++++ Input material ++++

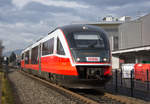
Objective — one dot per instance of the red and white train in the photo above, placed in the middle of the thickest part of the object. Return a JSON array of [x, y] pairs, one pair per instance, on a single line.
[[74, 56]]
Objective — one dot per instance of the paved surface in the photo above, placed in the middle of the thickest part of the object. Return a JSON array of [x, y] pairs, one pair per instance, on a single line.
[[31, 91], [0, 89]]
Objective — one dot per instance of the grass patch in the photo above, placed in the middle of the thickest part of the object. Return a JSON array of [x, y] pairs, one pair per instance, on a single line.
[[7, 95]]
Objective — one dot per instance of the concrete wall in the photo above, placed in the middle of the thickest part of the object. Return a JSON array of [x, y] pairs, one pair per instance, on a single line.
[[146, 30], [130, 35]]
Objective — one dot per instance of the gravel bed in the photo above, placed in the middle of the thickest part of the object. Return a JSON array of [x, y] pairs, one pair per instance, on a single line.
[[31, 91]]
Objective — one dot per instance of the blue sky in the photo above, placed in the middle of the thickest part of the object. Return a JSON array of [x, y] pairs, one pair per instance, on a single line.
[[22, 22]]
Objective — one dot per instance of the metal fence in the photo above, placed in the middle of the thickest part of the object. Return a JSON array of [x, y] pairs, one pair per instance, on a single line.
[[135, 84]]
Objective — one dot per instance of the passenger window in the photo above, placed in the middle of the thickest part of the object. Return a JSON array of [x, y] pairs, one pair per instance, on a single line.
[[60, 49], [48, 47], [34, 55], [27, 57]]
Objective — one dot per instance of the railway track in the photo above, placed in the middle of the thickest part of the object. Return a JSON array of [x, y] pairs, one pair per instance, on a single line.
[[85, 96]]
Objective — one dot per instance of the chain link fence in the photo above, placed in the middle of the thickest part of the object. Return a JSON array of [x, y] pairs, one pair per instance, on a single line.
[[131, 83]]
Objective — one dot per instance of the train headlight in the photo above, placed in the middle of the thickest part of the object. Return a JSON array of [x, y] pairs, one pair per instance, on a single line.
[[104, 59], [78, 59]]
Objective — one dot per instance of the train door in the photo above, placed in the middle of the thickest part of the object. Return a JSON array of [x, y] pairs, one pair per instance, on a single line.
[[61, 53]]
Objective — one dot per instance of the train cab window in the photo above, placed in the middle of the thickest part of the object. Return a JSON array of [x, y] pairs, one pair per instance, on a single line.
[[27, 57], [34, 55], [60, 49], [48, 47], [86, 40]]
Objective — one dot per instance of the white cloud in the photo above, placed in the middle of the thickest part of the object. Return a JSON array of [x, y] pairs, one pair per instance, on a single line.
[[67, 4]]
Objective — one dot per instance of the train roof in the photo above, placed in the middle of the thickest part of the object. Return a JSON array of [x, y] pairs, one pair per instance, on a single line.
[[77, 27], [67, 29]]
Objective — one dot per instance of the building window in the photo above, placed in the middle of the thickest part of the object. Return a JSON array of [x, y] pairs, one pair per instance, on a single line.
[[115, 43], [34, 55], [60, 49], [48, 47], [27, 57]]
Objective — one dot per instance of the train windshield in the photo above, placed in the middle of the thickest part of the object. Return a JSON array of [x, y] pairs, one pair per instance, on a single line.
[[84, 40]]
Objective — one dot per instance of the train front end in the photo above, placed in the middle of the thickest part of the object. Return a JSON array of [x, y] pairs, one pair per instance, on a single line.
[[90, 52]]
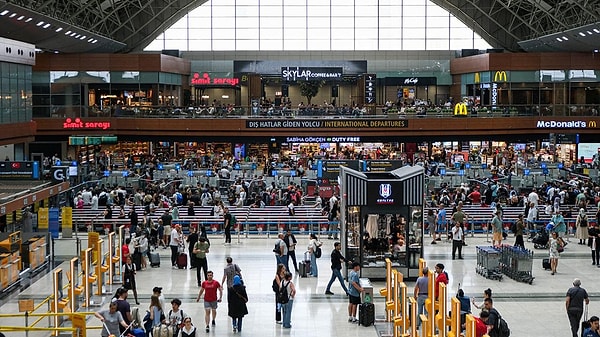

++++

Exercise brief | Print the records again exactly, without the pictures.

Reply to the exercise |
Objective — one dot per instance of the red and white train in the photo above, placed in the middle of the thickest part of the object. Return a JSON array of [x, y] pairs, one pair per instance, on a single line.
[[74, 56]]
Objective — one dot per instance of the paved surface in the photo above, placed in the middle of the thickest part of the object. Return a JSON array of [x, y] pairs, one pair per instance, on a single line.
[[31, 91], [0, 89]]
Objective — one dot per instance of the grass patch in the photo above, placed in the middle of the thickest part of the object. Return a JSON array of [x, y] pairs, one pair per instance, on a single line.
[[7, 95]]
Objective — one dot per instance of the concrete wall in the photo above, placed in the middle of the thickest part of the object. Return a JSON array of [x, y] pairs, one pair per instance, on a single line.
[[146, 30], [130, 35]]
Objective — one dot per instance of the gravel bed in the photo above, placed in the middle of the thickest part of the object. Return a JSON array of [x, y] pairs, one pair per instance, on a single line.
[[31, 91]]
Objective — one dot per instance of the blue sky in the photo above, placed in the middle of the thickest part of the object. Return a JSON array of [x, y] pairs, one pair per instance, on a single line.
[[22, 22]]
Objective — one dot per instance of the metal fence in the photo above, placed in the middle of the thickest part of the object. Return a JSON array of [x, y] pairs, one pair per instance, on a single line.
[[135, 84]]
Objective — one dot per instance of the passenger window in the photo above, placed in the middle of the thickest part of the object. Return a JSON array of [x, y] pairs, one pair per instance, on a single line.
[[60, 49], [48, 47], [34, 55], [27, 57]]
Objective — one dot per instance of the railway track in the photo above, placed in the middle of the thickest part of the object. Return a JSON array of [x, y] pairs, one pair per instance, on a single line.
[[85, 96]]
Objective — one dot per instance of the chain link fence in the photo above, placed in the middle of the thickest part of the object. Return a JSON array of [x, y] pairs, one pair per instance, on a single line.
[[131, 83]]
Objective — one dot per instance of the train headlight in the photo above, placed in the middle of the thickest part of the object. Return a JSON array of [x, y] pairs, one pair per instance, on a single line.
[[104, 59], [78, 59]]
Objective — one dot per instance of the train door in the photo above, placed in the middle of the thickest part of the object. Return a JSON array of [x, y] pairs, one pair per instance, on a single line.
[[61, 53]]
Objective — one dot per instance of the train cab window in the photo above, placed in the middle of the thickest part of the object. Return a JSON array of [x, y] pairs, one pair per instance, on a single line.
[[27, 57], [34, 55], [60, 49], [48, 47], [86, 40]]
Objective — one dot per instance of the white cloud in the photo above, placed in the middle of the thickest part of the object. Return a JSON array of [x, y] pairs, one pair per instance, on a single line.
[[67, 4]]
Objective — one dot per instance of the train roof in the photo above, placed in the middle of the thickest part of the object. Return a JSON array of [x, y] pairs, one pair per instance, on a single line.
[[77, 27], [67, 29]]
Objective — one dot per instance of the building window in the photo above, placed in the middle of the thickest part of the object. Return a JSON array of [x, y] pairs, one pair per instance, on a single line.
[[115, 43], [34, 55], [60, 49], [48, 47], [27, 57]]
Objective — one dot per instance of the train windshield in the photo above, placed in the middle of the thickest part of the object. Return a JSON array of [x, y] pairs, one pair per instance, on a single line.
[[84, 40]]
Objective — one dot per instance of the train front end in the photo above, placed in the middle of the thickest part of the object. Return a JSON array of [x, y] pairs, one pair per instance, on a single line.
[[90, 52]]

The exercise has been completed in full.